■ What to do
Set out the lines of the material from the one containing "[point] white car" through the end of the material, both included, as a Markdown table with the columns "No." and "Entry". Number each row and leave out blank lines.

■ Input records
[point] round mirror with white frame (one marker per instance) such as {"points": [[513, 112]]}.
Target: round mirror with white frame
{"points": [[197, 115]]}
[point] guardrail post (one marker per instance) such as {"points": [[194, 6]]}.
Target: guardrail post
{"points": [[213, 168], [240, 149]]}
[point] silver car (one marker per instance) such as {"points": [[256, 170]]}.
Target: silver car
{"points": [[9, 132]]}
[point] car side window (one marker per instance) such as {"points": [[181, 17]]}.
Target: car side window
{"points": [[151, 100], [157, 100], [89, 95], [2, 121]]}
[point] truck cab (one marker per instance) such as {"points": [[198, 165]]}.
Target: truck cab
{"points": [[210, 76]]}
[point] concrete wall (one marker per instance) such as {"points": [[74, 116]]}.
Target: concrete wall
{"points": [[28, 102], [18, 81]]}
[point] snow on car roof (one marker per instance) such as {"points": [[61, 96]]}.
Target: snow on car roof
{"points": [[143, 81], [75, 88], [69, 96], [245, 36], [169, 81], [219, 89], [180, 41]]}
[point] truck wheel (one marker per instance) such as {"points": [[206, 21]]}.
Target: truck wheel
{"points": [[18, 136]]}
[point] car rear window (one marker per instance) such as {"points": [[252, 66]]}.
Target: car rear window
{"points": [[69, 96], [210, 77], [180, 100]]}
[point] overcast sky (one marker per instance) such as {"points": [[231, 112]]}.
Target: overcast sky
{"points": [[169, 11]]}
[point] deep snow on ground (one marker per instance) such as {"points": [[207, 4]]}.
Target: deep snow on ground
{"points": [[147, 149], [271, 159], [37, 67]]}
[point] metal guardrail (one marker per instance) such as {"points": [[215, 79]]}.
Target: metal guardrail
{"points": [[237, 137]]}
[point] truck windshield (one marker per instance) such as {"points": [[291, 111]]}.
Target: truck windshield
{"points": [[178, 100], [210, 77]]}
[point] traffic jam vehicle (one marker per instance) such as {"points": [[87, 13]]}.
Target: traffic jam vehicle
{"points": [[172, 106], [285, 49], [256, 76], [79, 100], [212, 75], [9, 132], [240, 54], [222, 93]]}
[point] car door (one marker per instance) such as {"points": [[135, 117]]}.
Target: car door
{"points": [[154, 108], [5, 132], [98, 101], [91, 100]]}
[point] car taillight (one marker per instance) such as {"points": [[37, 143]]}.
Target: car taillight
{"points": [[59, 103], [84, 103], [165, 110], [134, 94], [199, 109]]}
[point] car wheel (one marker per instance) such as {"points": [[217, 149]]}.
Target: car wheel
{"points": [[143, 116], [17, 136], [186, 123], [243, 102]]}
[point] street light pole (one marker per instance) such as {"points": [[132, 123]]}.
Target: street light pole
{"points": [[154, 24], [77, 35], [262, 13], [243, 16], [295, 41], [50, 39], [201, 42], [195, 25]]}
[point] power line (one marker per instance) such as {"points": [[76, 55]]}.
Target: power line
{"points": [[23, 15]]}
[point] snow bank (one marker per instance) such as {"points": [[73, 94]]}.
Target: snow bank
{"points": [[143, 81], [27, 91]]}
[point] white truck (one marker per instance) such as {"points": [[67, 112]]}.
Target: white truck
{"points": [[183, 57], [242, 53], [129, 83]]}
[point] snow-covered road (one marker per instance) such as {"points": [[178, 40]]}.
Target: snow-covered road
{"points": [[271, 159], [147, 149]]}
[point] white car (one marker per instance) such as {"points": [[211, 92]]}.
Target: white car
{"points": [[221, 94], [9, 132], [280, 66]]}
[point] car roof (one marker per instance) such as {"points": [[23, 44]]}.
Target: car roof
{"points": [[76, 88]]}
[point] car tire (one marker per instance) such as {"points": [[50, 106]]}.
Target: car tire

■ Answer to the problem
| No. | Entry |
|---|---|
| 1 | [point] white car (one marker per instance) such as {"points": [[211, 92]]}. |
| 2 | Target: white car |
| 3 | {"points": [[221, 94], [9, 132], [280, 66]]} |
| 4 | [point] car roof (one marker per instance) such as {"points": [[23, 44]]}. |
| 5 | Target: car roof |
| 6 | {"points": [[76, 88]]} |
| 7 | [point] car tire (one marker per instance) such as {"points": [[50, 106]]}. |
| 8 | Target: car tire |